(Object location annotation data)
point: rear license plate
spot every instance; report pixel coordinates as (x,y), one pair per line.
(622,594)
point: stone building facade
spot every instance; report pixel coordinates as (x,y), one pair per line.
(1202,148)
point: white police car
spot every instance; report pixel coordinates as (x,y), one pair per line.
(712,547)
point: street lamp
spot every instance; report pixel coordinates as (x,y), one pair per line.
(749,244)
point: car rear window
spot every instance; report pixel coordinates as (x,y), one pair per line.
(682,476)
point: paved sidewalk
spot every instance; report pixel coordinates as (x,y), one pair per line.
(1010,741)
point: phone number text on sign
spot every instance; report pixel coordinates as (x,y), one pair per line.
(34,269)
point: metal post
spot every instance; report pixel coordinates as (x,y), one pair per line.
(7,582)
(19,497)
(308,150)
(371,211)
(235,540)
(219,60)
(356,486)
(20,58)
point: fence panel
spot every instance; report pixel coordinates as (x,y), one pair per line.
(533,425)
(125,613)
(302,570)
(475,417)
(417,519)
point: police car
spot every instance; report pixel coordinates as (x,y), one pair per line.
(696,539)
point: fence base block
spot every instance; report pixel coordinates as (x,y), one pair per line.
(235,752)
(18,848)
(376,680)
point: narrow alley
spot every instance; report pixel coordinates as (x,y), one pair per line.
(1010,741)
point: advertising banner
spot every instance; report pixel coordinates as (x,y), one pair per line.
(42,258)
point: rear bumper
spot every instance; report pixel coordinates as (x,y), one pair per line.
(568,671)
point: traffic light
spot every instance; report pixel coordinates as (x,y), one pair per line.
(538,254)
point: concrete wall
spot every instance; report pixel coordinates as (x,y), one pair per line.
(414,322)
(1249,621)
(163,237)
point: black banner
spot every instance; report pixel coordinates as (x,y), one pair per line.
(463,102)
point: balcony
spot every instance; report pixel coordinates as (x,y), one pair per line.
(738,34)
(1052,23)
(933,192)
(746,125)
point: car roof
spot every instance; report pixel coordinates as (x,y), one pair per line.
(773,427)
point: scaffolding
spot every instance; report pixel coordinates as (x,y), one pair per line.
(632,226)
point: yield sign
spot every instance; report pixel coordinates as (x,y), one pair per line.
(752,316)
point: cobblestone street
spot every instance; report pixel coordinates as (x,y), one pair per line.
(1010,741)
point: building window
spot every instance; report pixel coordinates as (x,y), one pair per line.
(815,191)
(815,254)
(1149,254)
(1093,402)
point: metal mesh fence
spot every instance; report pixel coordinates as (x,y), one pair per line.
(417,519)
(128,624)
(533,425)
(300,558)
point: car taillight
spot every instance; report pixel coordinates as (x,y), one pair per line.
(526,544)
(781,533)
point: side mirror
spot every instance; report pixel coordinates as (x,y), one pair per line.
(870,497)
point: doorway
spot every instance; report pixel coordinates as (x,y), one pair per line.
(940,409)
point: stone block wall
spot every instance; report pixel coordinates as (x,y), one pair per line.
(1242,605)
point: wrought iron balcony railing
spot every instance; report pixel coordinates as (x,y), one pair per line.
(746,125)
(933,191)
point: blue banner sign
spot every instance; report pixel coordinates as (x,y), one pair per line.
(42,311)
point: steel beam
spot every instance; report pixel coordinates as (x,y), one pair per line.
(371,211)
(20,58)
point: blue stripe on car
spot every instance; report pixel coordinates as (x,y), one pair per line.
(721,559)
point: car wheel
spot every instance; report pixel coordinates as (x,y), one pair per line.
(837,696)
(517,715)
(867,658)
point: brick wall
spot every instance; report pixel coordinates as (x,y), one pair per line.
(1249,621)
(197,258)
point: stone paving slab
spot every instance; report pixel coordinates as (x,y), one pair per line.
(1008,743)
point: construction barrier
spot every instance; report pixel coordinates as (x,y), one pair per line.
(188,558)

- [Directions]:
Please repeat the listing exactly, with nothing left out.

- [The answer]:
point: rear license plate
spot every instance; report pixel coordinates as (x,y), one pair per line.
(622,594)
point: stone building facade
spot every instance; report pixel coordinates as (x,y), one pair per line.
(1202,148)
point: white police car
spot every instance; report pixel coordinates as (x,y), one pair per line.
(712,547)
point: street lamp
spot every instance; report pixel coordinates as (x,y), one pair per line.
(749,244)
point: car rear window
spot every instance; report pixel coordinates as (x,y), one pair per line.
(682,476)
point: paved sidewalk
spot every instance; report pixel coordinates as (x,y), one pair per line.
(1010,741)
point: phone number text on sign
spot every instance; report pixel coordinates as (x,y), one pair per line.
(34,269)
point: metal post
spot every instance; report pixel coordinates as (x,y), one pair per line.
(7,582)
(19,497)
(308,150)
(371,211)
(235,540)
(219,60)
(356,486)
(20,58)
point: fence panel
spot every instance; report pixel coordinates as (x,y), one pair per line.
(533,425)
(125,613)
(302,570)
(475,417)
(417,519)
point: police car
spot every instance; report pixel coordinates as (x,y), one pair per line.
(696,539)
point: fence base block
spot every instance; report pixel coordinates as (x,y), one pair per line.
(235,752)
(18,848)
(376,680)
point: narrow alley
spot every instance; report pixel coordinates as (x,y), one pair per line.
(1010,741)
point: advertising banner
spot every instance; report pixel coordinates as (x,y), one pair per line.
(42,258)
point: rear bumper
spot every instance; report pixel coordinates as (x,y), one pair per line.
(568,671)
point: traffic light
spot every instance; report pixel coordinates as (x,y), one pair per line.
(538,254)
point: concrete wall
spot every instance; report pixel coordinates as (x,y), one pair per line.
(414,322)
(1249,621)
(163,237)
point: black banner
spot every instance; report pixel coordinates as (x,y), one pair per line.
(463,102)
point: balcony
spot every instance; report pixel coordinates as (x,y), one pair per line.
(738,34)
(1052,23)
(933,192)
(746,125)
point: car roof
spot every instance; report pixel coordinates as (x,y), one pair per line.
(773,427)
point: scaffolding
spot every instance; report pixel coordinates as (x,y), one pair per line.
(632,226)
point: yield sign
spot every instance; report pixel coordinates as (x,y), one pair per line.
(752,316)
point: cobblestone street
spot every instance; report pixel coordinates as (x,y), one pair per line.
(1010,741)
point: building window
spot every instance; report pixel coordinates as (x,y), one pair per line.
(815,191)
(815,254)
(1149,254)
(1093,402)
point: metal mesh fence
spot every instance; report pixel coordinates as (x,y), one pair per line.
(417,519)
(128,624)
(533,425)
(300,558)
point: car taillight
spot every instance; report pixel coordinates as (x,y), one pair per line.
(526,544)
(781,533)
point: side mirror
spot every instance; report pixel coordinates as (x,y), one pair per line.
(870,497)
point: doorway
spot every instance; report pixel coordinates as (x,y), one pair per line.
(940,409)
point: stone block wall
spot every instance; report pixel coordinates as (x,y), one pair per line.
(1242,605)
point: wrought iron balcony railing
spot every instance; report pixel coordinates as (x,y), one pair per line.
(746,125)
(933,191)
point: blue banner sign
spot every instance; report pixel coordinates as (x,y), one pair per line.
(42,311)
point: steel beam
spot every instance; report pixel coordinates as (x,y), one pair per line.
(371,211)
(20,58)
point: blue stripe on car
spot every instance; report pixel coordinates as (x,y), one pair per line.
(721,559)
point: car wheel
spot every instance; report pixel coordinates as (x,y), one pair per line.
(837,696)
(517,715)
(867,658)
point: brick wall
spot every instance; report pixel coordinates as (x,y), one pair per line.
(1249,621)
(197,258)
point: stone paving slab
spot every instance; report pixel coordinates as (x,y), one pair per line.
(1008,743)
point: construction barrier
spot every instance; report pixel coordinates as (x,y), one pair per line.
(188,558)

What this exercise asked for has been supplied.